[Page text]
— START —
Records show the origins of Shipoke go back to the John Harris Trading Post of 1734 and that the early sections of the John Harris mansion were constructed in 1766. John Harris Sr. and Jr. had several outbuildings, used for grain storage, in the area which is now Shipoke. There were also livestock pens, horse yards and a livery stable. The Harris Ferry House, located where today’s 331-333 South Front Street houses stand, was still in business in 1830.
In 1842, Robert Harris, the son of John Jr., and the grandson of John Sr., laid out the Shipoke community in lots. Much of the initial housing was of log construction. By contrast, most of the older homes still standing today were built between 1850 and 1900 of wood frame or brick. Most of the original housing was constructed to accommodate employees of the local mills. The original neighborhood extended from the John Harris mansion on the north to below what is now Sycamore Street on the south, and from the Susquehanna River east to Cameron (formerly 11th) Street.
The Name: Shipoke
Throughout the 1800’s and well into the 1900’s, this area included Victorian dwellings and was referred to as South Harrisburg, as it was then in the old South Ward. The area abutting the park north of Paxton Street was also known as Harris Park. The name Shipoke seems to have evolved later, and did not appear in newspaper accounts until after World War II.
According to Paul Beers, local historian and former columnist for the Harrisburg Patriot News, the word “Shipoke” is probably a corruption of the word “shitepoke,” a synonym for a long-legged, pigeon-like bird known as the American Bittern. Apparently a bird of this variety — or one similar to it — enjoyed the marsh areas around Paxton Creek, and roosted in the Shipoke area. (Another and somewhat more controversial explanation suggests the term Shipoke is derived from a combination of Anglo/Saxon/Pennsylvania German phrases, translated to mean “dirt bag” or “dirty bird.”)
A Working Class Neighborhood
Throughout the Industrial Revolution and until the 1972 flood, Shipoke was a “gritty” working-class neighborhood of approximately 500 homes, many of them heated by kitchen coal stoves. The neighborhood stretched north from what was the Chesapeake Nail Works (which later became a steel mill) located at what is now the site of the PennDOT building. Many taverns dotted the busy area near a ferry dock. The Black Horse Tavern, where locals gathered for a pint of ale, stood in the early 19th century at the north end of the neighborhood where the motel sits today. When the tavern was demolished, a cigar factory was built on the site, followed by the Harris Park Elementary School, built in 1873. In 1870 the Susquehanna Planing Mill — which produced moldings, sashes, wooden scrolls and other components for houses — was located at 500 Race Street.
— END —
[Stated goal 1] From the Shipoke history, list the facilities that John Harris Sr. and Jr. kept in the area that is now Shipoke.
[Stated goal 2] According to the Shipoke history, in what year did Robert Harris lay out the community in lots?
[Stated goal 3] Pick up the Shipoke history after its last sentence and carry it forward.
The listing below is separate from the Shipoke history.

[Collected data entries]
— START —
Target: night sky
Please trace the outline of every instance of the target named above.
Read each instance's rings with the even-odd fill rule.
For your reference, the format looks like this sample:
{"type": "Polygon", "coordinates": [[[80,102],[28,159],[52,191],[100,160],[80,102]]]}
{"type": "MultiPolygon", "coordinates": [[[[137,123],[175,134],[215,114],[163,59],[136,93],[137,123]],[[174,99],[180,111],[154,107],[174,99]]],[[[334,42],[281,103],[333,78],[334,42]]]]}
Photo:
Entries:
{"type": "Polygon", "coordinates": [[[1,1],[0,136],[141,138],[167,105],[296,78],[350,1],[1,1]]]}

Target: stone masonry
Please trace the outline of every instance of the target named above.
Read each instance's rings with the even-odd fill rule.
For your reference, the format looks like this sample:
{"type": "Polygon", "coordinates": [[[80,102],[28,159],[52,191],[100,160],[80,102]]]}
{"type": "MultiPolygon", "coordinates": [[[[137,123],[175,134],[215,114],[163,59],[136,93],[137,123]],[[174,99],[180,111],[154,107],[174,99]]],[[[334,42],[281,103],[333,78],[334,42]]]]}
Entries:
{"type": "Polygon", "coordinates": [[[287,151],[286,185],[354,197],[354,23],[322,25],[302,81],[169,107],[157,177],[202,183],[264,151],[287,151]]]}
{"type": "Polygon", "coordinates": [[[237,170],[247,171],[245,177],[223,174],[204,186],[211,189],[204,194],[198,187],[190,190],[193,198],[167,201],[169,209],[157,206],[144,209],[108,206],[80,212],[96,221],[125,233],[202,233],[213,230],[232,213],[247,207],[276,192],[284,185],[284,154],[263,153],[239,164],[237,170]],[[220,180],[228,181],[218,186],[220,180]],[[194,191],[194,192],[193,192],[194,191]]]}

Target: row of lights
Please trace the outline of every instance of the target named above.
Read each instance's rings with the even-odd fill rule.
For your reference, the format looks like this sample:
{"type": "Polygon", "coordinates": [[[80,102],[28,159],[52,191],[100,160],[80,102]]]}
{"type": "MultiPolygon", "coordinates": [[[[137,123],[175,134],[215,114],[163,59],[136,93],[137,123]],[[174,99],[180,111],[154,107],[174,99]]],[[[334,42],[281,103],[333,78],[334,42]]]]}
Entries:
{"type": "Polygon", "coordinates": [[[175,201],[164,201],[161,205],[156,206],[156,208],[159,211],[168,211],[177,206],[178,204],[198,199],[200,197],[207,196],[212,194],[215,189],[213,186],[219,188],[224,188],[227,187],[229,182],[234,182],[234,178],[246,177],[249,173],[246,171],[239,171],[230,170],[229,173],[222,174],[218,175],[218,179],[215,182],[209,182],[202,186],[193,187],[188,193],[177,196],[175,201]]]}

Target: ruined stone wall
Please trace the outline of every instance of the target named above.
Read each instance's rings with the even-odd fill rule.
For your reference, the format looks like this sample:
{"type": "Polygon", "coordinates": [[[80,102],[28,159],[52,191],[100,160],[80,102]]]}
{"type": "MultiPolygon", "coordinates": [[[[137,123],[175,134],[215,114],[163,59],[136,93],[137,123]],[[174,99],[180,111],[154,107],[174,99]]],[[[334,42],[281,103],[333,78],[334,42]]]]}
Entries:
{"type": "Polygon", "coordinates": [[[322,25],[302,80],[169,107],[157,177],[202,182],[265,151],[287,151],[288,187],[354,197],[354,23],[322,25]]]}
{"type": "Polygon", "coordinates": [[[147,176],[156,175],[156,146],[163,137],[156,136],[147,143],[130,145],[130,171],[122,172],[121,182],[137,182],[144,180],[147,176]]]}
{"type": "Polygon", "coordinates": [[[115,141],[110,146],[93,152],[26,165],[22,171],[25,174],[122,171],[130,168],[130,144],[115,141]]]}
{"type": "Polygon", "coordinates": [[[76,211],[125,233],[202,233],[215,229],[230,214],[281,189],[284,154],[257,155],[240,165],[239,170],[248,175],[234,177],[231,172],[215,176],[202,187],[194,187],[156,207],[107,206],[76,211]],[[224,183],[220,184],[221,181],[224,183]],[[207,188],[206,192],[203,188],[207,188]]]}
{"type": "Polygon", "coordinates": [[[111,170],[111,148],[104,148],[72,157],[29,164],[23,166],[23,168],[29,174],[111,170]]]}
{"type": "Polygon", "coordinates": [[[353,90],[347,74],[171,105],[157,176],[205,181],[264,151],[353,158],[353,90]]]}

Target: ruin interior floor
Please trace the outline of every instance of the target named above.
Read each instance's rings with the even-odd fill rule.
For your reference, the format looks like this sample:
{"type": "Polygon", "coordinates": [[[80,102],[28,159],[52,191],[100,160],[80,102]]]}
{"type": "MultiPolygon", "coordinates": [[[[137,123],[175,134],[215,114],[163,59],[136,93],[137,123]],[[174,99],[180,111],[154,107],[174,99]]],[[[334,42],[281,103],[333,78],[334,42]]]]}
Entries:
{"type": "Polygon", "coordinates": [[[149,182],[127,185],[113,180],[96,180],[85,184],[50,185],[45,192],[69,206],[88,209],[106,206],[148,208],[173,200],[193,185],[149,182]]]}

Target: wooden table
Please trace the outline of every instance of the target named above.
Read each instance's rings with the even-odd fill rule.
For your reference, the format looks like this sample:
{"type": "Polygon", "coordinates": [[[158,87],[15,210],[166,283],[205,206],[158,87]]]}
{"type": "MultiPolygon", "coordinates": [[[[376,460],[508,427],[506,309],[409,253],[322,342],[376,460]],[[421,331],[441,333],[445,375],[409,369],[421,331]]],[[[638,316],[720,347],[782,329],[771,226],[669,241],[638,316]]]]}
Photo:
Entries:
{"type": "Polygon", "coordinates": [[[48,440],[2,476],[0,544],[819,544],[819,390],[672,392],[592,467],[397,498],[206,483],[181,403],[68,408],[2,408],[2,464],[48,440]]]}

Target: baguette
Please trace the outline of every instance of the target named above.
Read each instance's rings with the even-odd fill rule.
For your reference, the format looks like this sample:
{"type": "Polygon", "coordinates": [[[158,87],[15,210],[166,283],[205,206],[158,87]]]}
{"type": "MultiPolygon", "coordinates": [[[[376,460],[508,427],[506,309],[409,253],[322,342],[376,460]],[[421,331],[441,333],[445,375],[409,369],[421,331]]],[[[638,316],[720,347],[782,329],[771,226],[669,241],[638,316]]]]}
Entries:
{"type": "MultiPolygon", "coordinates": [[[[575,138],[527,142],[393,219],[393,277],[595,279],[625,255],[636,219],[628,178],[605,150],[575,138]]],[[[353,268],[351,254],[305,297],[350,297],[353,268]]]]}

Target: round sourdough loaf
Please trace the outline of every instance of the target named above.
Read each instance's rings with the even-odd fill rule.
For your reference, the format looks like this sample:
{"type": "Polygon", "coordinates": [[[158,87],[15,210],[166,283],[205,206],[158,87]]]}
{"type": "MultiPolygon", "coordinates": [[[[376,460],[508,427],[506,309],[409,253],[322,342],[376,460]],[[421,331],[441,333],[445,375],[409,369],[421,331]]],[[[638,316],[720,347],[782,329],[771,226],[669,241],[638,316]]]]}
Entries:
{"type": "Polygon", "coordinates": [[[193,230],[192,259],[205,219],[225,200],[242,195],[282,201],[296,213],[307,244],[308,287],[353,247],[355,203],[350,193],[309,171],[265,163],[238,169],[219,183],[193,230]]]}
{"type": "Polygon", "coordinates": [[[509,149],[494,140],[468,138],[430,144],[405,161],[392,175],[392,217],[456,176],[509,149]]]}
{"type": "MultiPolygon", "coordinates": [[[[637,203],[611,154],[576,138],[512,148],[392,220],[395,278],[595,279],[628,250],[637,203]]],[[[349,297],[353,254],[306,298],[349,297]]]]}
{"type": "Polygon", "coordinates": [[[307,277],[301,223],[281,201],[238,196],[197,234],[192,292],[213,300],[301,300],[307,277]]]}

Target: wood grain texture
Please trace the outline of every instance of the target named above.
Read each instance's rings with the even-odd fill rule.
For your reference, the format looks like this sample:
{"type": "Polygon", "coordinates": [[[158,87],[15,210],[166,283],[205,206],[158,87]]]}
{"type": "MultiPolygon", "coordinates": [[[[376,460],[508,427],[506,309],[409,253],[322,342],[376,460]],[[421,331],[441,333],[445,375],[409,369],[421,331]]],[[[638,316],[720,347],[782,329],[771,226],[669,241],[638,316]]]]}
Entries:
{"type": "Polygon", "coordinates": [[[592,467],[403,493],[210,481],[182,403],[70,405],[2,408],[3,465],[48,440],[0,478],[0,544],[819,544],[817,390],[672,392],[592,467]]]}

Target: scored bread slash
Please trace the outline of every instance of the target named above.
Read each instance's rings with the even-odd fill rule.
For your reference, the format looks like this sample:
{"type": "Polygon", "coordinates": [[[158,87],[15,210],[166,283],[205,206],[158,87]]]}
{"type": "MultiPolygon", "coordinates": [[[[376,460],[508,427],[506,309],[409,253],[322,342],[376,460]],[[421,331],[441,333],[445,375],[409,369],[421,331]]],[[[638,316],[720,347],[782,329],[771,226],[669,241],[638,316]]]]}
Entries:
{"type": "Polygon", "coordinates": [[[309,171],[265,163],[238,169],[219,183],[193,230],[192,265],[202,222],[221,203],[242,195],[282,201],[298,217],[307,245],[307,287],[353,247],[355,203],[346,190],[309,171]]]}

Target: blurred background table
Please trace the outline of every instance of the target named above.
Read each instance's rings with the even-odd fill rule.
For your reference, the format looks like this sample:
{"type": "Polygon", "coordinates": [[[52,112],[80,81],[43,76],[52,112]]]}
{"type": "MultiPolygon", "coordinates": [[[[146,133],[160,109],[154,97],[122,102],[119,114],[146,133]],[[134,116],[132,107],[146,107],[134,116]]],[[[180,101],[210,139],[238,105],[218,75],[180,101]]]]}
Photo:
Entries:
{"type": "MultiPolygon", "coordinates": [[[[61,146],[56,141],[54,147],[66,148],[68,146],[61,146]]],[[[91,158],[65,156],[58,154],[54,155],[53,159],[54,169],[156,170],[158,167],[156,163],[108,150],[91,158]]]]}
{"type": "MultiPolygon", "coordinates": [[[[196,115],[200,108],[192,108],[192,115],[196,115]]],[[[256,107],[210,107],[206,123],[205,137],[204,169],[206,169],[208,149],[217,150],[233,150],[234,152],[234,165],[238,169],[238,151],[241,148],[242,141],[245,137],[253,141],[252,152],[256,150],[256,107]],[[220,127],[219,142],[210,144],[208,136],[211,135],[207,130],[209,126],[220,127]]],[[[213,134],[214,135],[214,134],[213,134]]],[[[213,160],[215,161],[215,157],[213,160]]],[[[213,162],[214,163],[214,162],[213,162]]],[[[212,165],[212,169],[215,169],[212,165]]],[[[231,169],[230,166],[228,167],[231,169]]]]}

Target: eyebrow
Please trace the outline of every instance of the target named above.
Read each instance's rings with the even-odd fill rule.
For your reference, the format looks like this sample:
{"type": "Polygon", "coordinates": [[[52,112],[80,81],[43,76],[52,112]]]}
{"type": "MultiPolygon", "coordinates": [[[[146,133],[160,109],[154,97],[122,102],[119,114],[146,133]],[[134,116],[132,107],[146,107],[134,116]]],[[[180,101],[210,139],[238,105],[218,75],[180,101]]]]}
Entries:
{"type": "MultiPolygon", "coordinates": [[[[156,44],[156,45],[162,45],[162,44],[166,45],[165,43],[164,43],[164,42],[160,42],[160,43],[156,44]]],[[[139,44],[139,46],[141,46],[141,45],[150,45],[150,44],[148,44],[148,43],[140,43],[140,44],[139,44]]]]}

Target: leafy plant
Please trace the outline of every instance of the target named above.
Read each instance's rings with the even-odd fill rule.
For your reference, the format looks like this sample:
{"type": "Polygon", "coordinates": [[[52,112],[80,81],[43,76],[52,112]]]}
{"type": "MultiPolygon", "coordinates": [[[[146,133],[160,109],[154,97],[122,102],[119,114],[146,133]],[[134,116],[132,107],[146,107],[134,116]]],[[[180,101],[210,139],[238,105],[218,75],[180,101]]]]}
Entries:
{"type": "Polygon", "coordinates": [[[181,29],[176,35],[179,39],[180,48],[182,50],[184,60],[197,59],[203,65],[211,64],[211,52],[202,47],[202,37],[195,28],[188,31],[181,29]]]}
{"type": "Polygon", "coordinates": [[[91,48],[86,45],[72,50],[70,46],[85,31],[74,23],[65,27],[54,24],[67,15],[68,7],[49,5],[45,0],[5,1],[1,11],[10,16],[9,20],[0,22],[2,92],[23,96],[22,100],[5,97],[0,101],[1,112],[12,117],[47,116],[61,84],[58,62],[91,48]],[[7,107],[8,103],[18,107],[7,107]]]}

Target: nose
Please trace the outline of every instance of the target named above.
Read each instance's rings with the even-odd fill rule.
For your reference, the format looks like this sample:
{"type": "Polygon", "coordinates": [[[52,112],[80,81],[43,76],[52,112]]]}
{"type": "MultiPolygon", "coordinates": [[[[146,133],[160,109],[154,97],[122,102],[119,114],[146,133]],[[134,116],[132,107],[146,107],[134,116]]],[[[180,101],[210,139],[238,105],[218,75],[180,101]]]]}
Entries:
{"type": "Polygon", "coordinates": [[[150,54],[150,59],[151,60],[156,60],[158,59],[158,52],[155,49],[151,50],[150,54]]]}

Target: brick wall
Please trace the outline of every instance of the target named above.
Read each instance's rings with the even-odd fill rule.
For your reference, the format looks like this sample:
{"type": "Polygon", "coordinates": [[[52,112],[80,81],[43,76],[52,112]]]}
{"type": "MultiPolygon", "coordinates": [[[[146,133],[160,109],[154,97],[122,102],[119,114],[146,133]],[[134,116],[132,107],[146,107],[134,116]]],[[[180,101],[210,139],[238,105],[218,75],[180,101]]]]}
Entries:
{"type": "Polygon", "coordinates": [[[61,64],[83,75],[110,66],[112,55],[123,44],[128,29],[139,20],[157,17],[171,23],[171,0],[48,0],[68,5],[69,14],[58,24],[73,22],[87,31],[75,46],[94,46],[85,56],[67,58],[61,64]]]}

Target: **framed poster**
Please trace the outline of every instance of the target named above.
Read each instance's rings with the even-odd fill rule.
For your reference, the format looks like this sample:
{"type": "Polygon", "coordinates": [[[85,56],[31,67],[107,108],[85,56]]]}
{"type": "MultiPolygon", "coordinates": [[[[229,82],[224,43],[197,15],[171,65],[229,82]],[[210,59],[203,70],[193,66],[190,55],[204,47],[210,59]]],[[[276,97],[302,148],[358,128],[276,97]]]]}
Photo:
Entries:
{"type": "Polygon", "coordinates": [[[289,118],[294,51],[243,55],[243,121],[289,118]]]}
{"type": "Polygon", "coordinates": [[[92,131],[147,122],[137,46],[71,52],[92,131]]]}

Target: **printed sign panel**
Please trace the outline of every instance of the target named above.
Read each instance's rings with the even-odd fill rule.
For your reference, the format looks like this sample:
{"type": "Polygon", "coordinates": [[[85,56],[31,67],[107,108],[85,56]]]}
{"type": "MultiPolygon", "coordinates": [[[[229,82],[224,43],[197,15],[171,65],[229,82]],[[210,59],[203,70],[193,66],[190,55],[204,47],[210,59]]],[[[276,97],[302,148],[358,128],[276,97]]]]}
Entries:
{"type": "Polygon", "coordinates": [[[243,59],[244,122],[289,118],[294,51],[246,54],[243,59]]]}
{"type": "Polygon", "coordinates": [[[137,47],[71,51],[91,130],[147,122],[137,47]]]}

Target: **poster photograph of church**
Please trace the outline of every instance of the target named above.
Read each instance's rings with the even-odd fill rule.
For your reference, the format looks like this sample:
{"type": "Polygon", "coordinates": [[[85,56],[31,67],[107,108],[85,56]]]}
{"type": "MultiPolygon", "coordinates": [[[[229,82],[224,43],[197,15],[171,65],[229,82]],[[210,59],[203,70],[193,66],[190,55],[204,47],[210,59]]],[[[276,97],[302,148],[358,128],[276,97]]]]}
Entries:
— END —
[Written response 1] Outbuildings used for grain storage, livestock pens, horse yards, a livery stable

[Written response 2] 1842

[Written response 3]
Despite the Depression and a major flood in 1936, the Central Iron and Steel Company, employing as many as 1,800 people, flourished in the 1940s and ‘50s. Reportedly, by 1950 the Shipoke population — many of them workers at the by-then Phoenix Steel mill — had climbed to nearly 3,000, residing in some 500 houses.
Things began to change significantly in the mid-1950s. The steel mill closed, which led to the eventual deterioration of much of the housing. Some 150 structures were leveled to build the I-83 on-ramp and the South Bridge, which opened on January 22, 1960. Demolition efforts included the Harris Park Elementary School, and Race Street log houses once owned by the Harrises, one of which was relocated and can now be seen in Royalton Park. This led to the construction of the present motel in April 1962.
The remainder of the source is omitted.